━━ Records for processing ━━
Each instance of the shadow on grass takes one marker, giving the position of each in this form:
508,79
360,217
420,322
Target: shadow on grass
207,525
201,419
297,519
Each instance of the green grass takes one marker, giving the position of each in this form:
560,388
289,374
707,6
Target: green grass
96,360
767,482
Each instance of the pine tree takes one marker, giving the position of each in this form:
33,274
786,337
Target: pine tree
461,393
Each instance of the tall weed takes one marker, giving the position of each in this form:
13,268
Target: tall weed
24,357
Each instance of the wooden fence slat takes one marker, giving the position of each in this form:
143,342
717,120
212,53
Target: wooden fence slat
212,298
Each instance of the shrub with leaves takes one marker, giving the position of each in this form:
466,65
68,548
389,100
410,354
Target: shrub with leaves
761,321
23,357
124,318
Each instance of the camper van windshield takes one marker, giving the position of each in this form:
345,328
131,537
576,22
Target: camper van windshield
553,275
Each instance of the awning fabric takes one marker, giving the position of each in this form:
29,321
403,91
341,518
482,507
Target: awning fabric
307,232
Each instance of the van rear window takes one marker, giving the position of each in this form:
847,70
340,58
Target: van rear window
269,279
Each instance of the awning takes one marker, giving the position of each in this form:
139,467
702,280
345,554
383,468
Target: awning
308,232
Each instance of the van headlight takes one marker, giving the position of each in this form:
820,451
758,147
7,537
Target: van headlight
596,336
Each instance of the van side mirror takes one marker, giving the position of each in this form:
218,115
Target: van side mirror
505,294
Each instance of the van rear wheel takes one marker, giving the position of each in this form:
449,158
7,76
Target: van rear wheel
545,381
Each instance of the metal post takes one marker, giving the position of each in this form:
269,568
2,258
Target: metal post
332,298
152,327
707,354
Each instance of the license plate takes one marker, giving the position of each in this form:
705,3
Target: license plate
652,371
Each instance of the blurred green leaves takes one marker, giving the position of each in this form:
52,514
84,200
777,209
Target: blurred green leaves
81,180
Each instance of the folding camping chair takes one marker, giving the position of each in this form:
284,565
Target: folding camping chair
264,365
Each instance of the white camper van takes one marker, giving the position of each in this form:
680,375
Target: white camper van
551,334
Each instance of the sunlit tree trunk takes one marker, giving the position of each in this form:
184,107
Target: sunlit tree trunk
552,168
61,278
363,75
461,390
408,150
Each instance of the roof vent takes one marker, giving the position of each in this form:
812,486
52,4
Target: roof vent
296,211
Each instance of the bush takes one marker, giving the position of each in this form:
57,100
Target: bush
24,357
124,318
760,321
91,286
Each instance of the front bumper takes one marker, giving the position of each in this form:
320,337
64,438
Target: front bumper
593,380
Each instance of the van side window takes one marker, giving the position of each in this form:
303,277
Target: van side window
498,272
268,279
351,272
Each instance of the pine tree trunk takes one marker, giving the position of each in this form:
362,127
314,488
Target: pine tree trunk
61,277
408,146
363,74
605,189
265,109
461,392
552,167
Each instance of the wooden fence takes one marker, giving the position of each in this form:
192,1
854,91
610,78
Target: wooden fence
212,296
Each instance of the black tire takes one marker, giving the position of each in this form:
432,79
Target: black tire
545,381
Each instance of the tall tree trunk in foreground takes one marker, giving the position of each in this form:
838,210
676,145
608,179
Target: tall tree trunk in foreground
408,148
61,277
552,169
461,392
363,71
━━━
Work request: Having gone through the data above, repeat it exactly.

Solution to the exercise:
Each instance of the shadow on grass takes one marker, giving the position of each in this form:
508,79
360,217
420,322
Target: shadow on grass
207,525
201,419
297,519
Each instance of the green grass takes one marker, giving the position of each in this form:
560,388
289,374
707,6
Target: green grass
96,360
767,482
Each instance of the pine tree takes one marker, giving the position of each in this form:
33,274
786,337
Target: pine tree
461,393
Each instance of the tall weed takes one marker, giving the position of each in this form:
13,268
Target: tall weed
24,357
Each instance of the wooden fence slat takes one marker, giving the position of each in this form:
143,342
717,120
212,53
Target: wooden fence slat
212,298
Each instance of the shrub with leaves takes one marker, giving the position of each in this form:
466,65
68,548
389,100
410,354
Target: shrub with leaves
761,321
23,357
124,318
Each instance of the camper van windshield takes one marker, giving the position of each in this form:
345,328
131,537
576,22
Target: camper van windshield
553,275
Each instance of the awning fabric takes one marker, giving the position of each in this form:
29,321
403,91
341,518
482,507
Target: awning fabric
307,232
Each instance of the van rear window takes one marker, giving the position of each in this form:
847,70
340,58
Target: van rear window
269,279
Each instance of the awning takes one marker, giving the position of each in this form:
139,467
702,280
345,554
383,468
Target: awning
308,232
Each instance of the van headlight takes one marker, giving the position of each in this form:
820,451
758,147
7,537
Target: van headlight
596,336
Each instance of the van side mirror takes one marker, giving the position of each in this form:
218,115
Target: van side mirror
505,294
Each instance of the van rear wheel takes one marker, giving the position of each in this form:
449,158
7,76
Target: van rear wheel
545,381
Each instance of the metal post takes one marker, giving the position of each in this form:
269,568
2,258
Target: metal post
332,298
152,327
707,354
Each instance of the license plate takes one marker, giving the position of each in this form:
705,3
Target: license plate
652,371
Each instance of the blurred green leaves takes one marker, giving the position of each in this form:
52,514
84,200
777,209
Target: blurred green leaves
81,180
Each instance of the folding camping chair takes one marker, giving the position of each in this form:
284,565
Target: folding camping chair
264,365
Each instance of the white camper van takes one marker, giving the position of each in this form:
680,375
Target: white camper van
551,334
Each instance of the sunlit tree trunk takes one marker, giving the position of each in this form:
184,107
Target: sunlit tree trunk
552,168
61,278
363,75
461,390
408,150
Each instance of the roof vent takes one marker, giving the position of each in this form:
812,486
52,4
Target: roof vent
296,211
Each instance of the bush takes one marker, giving the position of each in this form:
57,100
Target: bush
24,357
124,318
760,321
91,286
Each instance of the front bumper takes one marker, giving the position of each in this form:
320,337
64,438
Target: front bumper
593,380
Each instance of the van side window takes one marker, giving the position of each in this form:
303,277
Target: van side window
498,272
268,279
351,272
Each instance of the pine tree trunk takes one marker, giving the position of each in this form:
362,127
314,488
Target: pine tree trunk
61,277
408,146
363,74
605,189
265,109
461,392
552,167
Each instance of the wooden fence takes one marker, giving the position of each in this form:
192,1
854,91
610,78
Target: wooden fence
212,296
Each instance of the black tire takes one marker, giving the position of each in this form:
432,79
Target: black tire
545,381
Each instance of the tall tree trunk in foreground takes one marker, giving the position of each in this form:
838,210
676,145
608,179
Target: tall tree trunk in foreground
408,148
61,277
552,169
461,392
363,71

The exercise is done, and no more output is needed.